Provided data:
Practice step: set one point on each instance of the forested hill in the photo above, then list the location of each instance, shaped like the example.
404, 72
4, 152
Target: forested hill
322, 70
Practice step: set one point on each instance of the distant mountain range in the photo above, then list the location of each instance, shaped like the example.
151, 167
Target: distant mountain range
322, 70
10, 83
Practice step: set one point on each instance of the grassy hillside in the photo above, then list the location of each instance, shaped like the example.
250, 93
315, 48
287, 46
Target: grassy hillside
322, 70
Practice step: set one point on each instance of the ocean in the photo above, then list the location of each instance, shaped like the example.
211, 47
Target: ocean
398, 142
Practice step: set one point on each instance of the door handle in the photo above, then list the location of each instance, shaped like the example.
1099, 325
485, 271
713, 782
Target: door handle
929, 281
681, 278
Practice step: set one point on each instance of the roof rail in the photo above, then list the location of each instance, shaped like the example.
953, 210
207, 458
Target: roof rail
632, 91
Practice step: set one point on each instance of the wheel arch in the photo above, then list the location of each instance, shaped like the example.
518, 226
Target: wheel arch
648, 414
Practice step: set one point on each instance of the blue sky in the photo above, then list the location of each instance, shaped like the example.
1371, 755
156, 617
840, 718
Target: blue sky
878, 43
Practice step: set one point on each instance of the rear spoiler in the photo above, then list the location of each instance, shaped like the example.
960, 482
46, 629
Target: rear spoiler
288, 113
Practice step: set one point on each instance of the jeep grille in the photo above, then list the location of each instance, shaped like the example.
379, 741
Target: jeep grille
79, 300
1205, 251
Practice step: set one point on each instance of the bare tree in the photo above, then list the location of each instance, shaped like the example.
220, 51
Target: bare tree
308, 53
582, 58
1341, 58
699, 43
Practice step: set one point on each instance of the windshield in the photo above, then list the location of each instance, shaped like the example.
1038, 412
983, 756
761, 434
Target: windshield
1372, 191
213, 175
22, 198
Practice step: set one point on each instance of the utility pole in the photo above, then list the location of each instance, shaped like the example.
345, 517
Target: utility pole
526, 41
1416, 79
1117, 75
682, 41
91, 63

What is required: Rescale the stretch of data from the line containing "Practice step: set one point on each instance of the windshield" through the end of the data. Reproduce every line, requests included, and multiply only the point coordinates in the answers by 2.05, rounding each result to a whole number with halves rounded up.

Answer in full:
Practice step: set one point on each instance of the windshield in the photo above, then list the location of each instance, shaped like the example.
1038, 412
983, 756
761, 434
Target: windshield
2813, 392
437, 359
45, 406
Practice step: set one point on each instance of the utility pole in the photo above, then list the location of each instance, shaped like the example.
345, 517
Target: utility pole
1078, 84
2903, 162
2290, 154
1398, 84
187, 129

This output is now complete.